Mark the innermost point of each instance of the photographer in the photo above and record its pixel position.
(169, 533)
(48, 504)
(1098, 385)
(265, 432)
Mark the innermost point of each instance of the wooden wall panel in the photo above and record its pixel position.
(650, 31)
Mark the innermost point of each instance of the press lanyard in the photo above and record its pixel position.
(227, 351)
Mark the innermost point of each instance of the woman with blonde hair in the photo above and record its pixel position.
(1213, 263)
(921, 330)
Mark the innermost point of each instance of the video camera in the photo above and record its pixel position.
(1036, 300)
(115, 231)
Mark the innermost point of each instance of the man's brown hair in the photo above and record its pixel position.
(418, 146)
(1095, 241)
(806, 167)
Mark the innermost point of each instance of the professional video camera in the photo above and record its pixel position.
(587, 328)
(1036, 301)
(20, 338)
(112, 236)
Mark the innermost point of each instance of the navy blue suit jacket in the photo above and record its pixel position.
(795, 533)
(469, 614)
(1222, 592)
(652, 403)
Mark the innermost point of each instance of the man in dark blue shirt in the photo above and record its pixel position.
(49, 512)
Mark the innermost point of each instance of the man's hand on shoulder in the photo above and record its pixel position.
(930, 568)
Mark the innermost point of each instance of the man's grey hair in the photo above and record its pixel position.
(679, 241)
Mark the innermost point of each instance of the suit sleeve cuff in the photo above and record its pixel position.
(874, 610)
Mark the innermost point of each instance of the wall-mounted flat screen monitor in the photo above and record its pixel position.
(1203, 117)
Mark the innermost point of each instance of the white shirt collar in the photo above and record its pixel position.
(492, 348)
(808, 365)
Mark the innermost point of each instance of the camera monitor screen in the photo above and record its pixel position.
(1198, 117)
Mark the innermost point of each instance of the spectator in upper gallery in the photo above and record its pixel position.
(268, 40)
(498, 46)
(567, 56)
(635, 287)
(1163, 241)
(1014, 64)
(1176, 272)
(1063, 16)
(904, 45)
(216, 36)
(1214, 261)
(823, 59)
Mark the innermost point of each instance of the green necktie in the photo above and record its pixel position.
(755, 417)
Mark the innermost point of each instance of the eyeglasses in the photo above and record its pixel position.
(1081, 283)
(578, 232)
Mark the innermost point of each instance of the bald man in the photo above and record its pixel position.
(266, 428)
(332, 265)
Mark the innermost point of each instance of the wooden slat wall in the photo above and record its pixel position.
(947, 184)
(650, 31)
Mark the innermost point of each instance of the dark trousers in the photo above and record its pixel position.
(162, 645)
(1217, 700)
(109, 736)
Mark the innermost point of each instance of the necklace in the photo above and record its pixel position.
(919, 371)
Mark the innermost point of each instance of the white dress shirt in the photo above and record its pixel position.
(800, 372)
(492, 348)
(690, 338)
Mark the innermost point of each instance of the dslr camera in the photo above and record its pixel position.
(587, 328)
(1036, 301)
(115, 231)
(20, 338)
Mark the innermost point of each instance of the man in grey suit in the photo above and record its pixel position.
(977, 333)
☆ ☆ ☆
_Instructions to follow_
Starting at the line with "Mark the innermost point of each instance of the green" and continuing through the last of the rows, write every line out again, requests included. Scale each coordinate in the answers by 1.7 and round to the nearest whole number, with halves rounded up.

_Answer to the task_
Mark the innermost point of each instance of the green necktie in the photo above and record its pixel position.
(1284, 709)
Mark the innermost point of each instance of the eyeglasses in the photo above and record its pixel position.
(1838, 481)
(983, 394)
Mark the innermost point of each instance of the bald man in the photo above and record its pixel position.
(452, 728)
(564, 451)
Mark the innermost point of each instance of the wooden slat wall in the photo above and record its pixel position.
(1610, 313)
(1105, 53)
Mark the innermost point of each instance of the dark trousers in the photo above and record its pixel position.
(275, 1097)
(2069, 1190)
(185, 1251)
Mark the innermost point of each instance of the necklace in the photo above and record its pixel position.
(1562, 631)
Mark the innermost point of each instance of the white dress shirt in the photo above and record its pixel position.
(1360, 632)
(836, 592)
(1173, 575)
Mark the innermost point of each instance of the dslr camera in the photo above and record its pixel position.
(998, 558)
(1761, 512)
(196, 393)
(34, 575)
Mark the innermost point of each instance of the man in grey suit in the photo above and record its pixel position.
(1661, 566)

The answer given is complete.